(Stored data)
^^^^^^^^^^^^^^^^

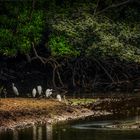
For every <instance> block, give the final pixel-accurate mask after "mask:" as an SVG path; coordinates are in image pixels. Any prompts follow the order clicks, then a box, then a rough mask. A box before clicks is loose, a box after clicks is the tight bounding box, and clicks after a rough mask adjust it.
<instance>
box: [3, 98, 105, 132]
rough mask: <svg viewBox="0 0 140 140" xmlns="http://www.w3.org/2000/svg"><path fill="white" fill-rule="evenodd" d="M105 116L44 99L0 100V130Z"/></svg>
mask: <svg viewBox="0 0 140 140" xmlns="http://www.w3.org/2000/svg"><path fill="white" fill-rule="evenodd" d="M105 114H107V113H106V112H105V111H103V112H101V111H100V112H99V111H95V112H94V111H92V110H90V109H88V108H86V107H84V106H81V105H76V106H75V105H74V106H73V105H66V104H65V103H64V102H58V101H56V100H45V99H25V98H18V99H14V98H8V99H0V130H1V131H2V130H7V129H15V128H19V129H20V128H23V127H27V126H31V125H34V124H40V123H48V124H54V123H57V122H60V121H67V120H74V119H79V118H85V117H86V116H90V115H93V116H98V115H105Z"/></svg>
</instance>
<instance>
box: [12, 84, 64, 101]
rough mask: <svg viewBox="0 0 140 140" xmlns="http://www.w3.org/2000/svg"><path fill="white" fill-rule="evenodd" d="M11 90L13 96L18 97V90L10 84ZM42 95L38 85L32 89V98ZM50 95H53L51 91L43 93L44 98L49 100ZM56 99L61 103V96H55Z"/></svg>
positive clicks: (18, 94)
mask: <svg viewBox="0 0 140 140" xmlns="http://www.w3.org/2000/svg"><path fill="white" fill-rule="evenodd" d="M12 89H13V92H14V94H15V96H16V97H18V96H19V91H18V89H17V87H16V86H15V84H14V83H12ZM42 93H43V90H42V86H41V85H38V86H37V88H33V90H32V97H33V98H35V97H37V95H38V96H41V95H42ZM52 94H53V89H46V91H45V97H46V98H50V97H51V96H52ZM56 99H57V100H58V101H60V102H61V101H62V98H61V95H60V94H57V95H56Z"/></svg>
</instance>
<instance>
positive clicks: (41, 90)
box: [37, 85, 42, 96]
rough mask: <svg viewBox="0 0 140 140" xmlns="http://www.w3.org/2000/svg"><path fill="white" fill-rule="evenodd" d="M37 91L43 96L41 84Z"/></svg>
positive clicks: (40, 94) (38, 93)
mask: <svg viewBox="0 0 140 140" xmlns="http://www.w3.org/2000/svg"><path fill="white" fill-rule="evenodd" d="M37 92H38V94H39V96H41V93H42V87H41V86H40V85H39V86H37Z"/></svg>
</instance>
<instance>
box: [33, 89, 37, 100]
mask: <svg viewBox="0 0 140 140" xmlns="http://www.w3.org/2000/svg"><path fill="white" fill-rule="evenodd" d="M36 93H37V91H36V89H35V88H33V90H32V96H33V98H35V97H36Z"/></svg>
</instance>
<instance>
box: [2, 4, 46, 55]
mask: <svg viewBox="0 0 140 140" xmlns="http://www.w3.org/2000/svg"><path fill="white" fill-rule="evenodd" d="M3 3H4V2H3ZM4 4H5V6H6V9H3V14H1V15H0V22H1V27H0V39H1V41H0V53H1V54H3V55H6V56H15V55H17V53H18V52H20V53H23V54H26V53H29V52H30V49H31V46H32V43H34V44H36V45H37V44H38V43H39V42H40V40H41V37H42V32H43V27H44V24H45V22H44V19H43V11H42V10H41V9H40V10H35V11H34V12H32V11H31V10H30V9H29V10H28V9H27V8H28V4H26V5H25V6H24V7H22V6H23V5H22V3H19V4H18V3H17V4H18V6H17V5H14V4H15V3H14V2H13V3H4ZM5 12H6V13H7V14H5Z"/></svg>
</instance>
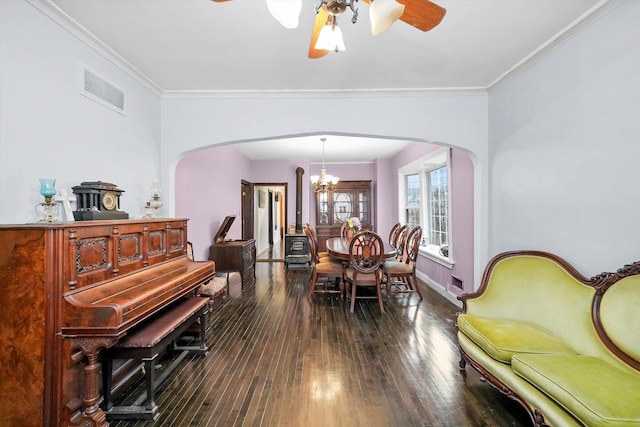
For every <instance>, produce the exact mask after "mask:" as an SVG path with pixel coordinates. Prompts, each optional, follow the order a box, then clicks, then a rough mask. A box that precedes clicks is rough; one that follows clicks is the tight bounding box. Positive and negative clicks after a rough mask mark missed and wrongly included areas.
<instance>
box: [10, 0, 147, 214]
mask: <svg viewBox="0 0 640 427" xmlns="http://www.w3.org/2000/svg"><path fill="white" fill-rule="evenodd" d="M81 64H84V65H86V66H88V67H89V68H91V69H92V70H93V71H95V72H97V73H98V74H100V75H102V76H103V77H105V78H107V79H109V80H110V81H111V82H112V83H114V84H115V85H117V86H119V87H121V88H123V89H125V90H126V91H127V101H128V115H127V116H123V115H121V114H119V113H116V112H114V111H112V110H110V109H108V108H106V107H104V106H102V105H100V104H97V103H95V102H94V101H91V100H89V99H87V98H86V97H84V96H82V95H80V87H81V86H80V82H81V80H80V79H81V74H80V66H81ZM159 141H160V98H159V96H158V95H157V94H155V93H153V92H152V91H150V90H149V89H147V88H146V87H144V86H142V85H141V84H140V83H138V82H137V81H135V80H134V79H132V78H131V77H130V76H129V75H128V74H126V73H124V72H123V71H122V70H121V69H119V68H117V67H115V66H114V65H113V64H111V63H109V62H108V61H106V60H105V59H104V58H103V57H102V56H100V55H98V54H96V53H95V51H93V50H92V49H90V48H89V47H87V46H86V45H85V44H84V43H82V42H80V41H79V40H78V39H76V38H75V37H74V36H72V35H71V34H69V33H68V32H66V31H64V30H62V28H61V27H60V26H58V24H56V23H54V22H53V21H51V20H50V19H49V18H48V17H46V16H45V15H44V14H43V13H41V12H40V11H38V10H37V9H35V8H34V7H33V6H31V5H30V4H29V3H27V2H25V1H22V0H1V1H0V200H2V202H1V204H0V223H25V222H32V221H35V220H36V216H35V212H34V206H35V205H36V204H38V203H40V202H42V197H41V196H40V194H39V183H38V178H55V179H57V183H56V188H57V189H58V190H59V189H61V188H67V189H68V191H69V193H71V187H72V186H74V185H78V184H80V183H81V182H82V181H96V180H102V181H106V182H112V183H115V184H117V185H118V186H119V187H120V188H121V189H123V190H125V192H124V194H123V195H122V198H121V208H122V209H123V210H125V211H127V212H129V214H130V215H132V216H134V215H141V214H142V208H143V206H144V204H145V202H146V200H148V198H149V195H150V194H149V192H150V186H151V181H152V180H153V178H154V177H156V176H159V163H160V151H159Z"/></svg>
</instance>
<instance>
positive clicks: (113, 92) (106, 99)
mask: <svg viewBox="0 0 640 427" xmlns="http://www.w3.org/2000/svg"><path fill="white" fill-rule="evenodd" d="M81 93H82V95H84V96H86V97H87V98H89V99H92V100H94V101H96V102H98V103H100V104H102V105H104V106H105V107H108V108H111V109H112V110H114V111H117V112H118V113H120V114H123V115H125V116H126V114H127V112H126V109H125V107H126V95H127V94H126V92H125V91H124V90H123V89H120V88H119V87H117V86H116V85H114V84H113V83H111V82H109V81H107V80H106V79H105V78H103V77H102V76H100V75H98V74H96V73H95V72H93V71H91V70H89V69H88V68H86V67H82V92H81Z"/></svg>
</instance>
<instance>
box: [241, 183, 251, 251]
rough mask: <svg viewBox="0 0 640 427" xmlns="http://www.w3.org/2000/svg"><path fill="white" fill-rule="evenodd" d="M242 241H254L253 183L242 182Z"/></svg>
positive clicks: (241, 186) (241, 206)
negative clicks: (253, 233)
mask: <svg viewBox="0 0 640 427" xmlns="http://www.w3.org/2000/svg"><path fill="white" fill-rule="evenodd" d="M240 194H241V200H242V202H241V204H242V206H241V213H240V215H241V216H242V240H249V239H253V238H254V237H253V183H251V182H249V181H245V180H242V181H241V182H240Z"/></svg>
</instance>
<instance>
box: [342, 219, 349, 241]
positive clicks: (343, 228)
mask: <svg viewBox="0 0 640 427" xmlns="http://www.w3.org/2000/svg"><path fill="white" fill-rule="evenodd" d="M348 235H349V223H348V222H347V221H345V222H343V223H342V227H340V238H341V239H342V240H344V241H347V238H348Z"/></svg>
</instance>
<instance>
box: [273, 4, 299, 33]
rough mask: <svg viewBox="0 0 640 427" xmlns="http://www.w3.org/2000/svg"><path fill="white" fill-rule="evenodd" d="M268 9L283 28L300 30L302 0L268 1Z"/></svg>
mask: <svg viewBox="0 0 640 427" xmlns="http://www.w3.org/2000/svg"><path fill="white" fill-rule="evenodd" d="M267 8H268V9H269V13H271V16H273V17H274V18H276V19H277V20H278V22H280V24H282V26H283V27H285V28H288V29H291V28H298V19H299V17H300V11H301V10H302V0H267Z"/></svg>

^^^^^^^^^^^^^^^^

## Task goal
Copy the lines from the one containing "negative clicks: (253, 233)" through the end of the lines, including both ends.

## Written reply
negative clicks: (253, 233)
mask: <svg viewBox="0 0 640 427" xmlns="http://www.w3.org/2000/svg"><path fill="white" fill-rule="evenodd" d="M240 194H241V200H242V202H241V204H242V206H241V213H240V215H241V216H242V240H249V239H253V238H254V237H253V183H251V182H249V181H245V180H242V181H241V182H240Z"/></svg>
</instance>
<instance>
box: [342, 219, 349, 241]
positive clicks: (343, 228)
mask: <svg viewBox="0 0 640 427" xmlns="http://www.w3.org/2000/svg"><path fill="white" fill-rule="evenodd" d="M348 235H349V223H348V222H347V221H345V222H343V223H342V227H340V238H341V239H342V240H344V241H347V238H348Z"/></svg>
</instance>
<instance>
box: [273, 4, 299, 33]
rough mask: <svg viewBox="0 0 640 427" xmlns="http://www.w3.org/2000/svg"><path fill="white" fill-rule="evenodd" d="M268 9L283 28L300 30L302 0L268 1Z"/></svg>
mask: <svg viewBox="0 0 640 427" xmlns="http://www.w3.org/2000/svg"><path fill="white" fill-rule="evenodd" d="M267 8H268V9H269V13H271V16H273V17H274V18H276V19H277V20H278V22H280V24H282V26H283V27H285V28H288V29H291V28H298V19H299V17H300V11H301V10H302V0H267Z"/></svg>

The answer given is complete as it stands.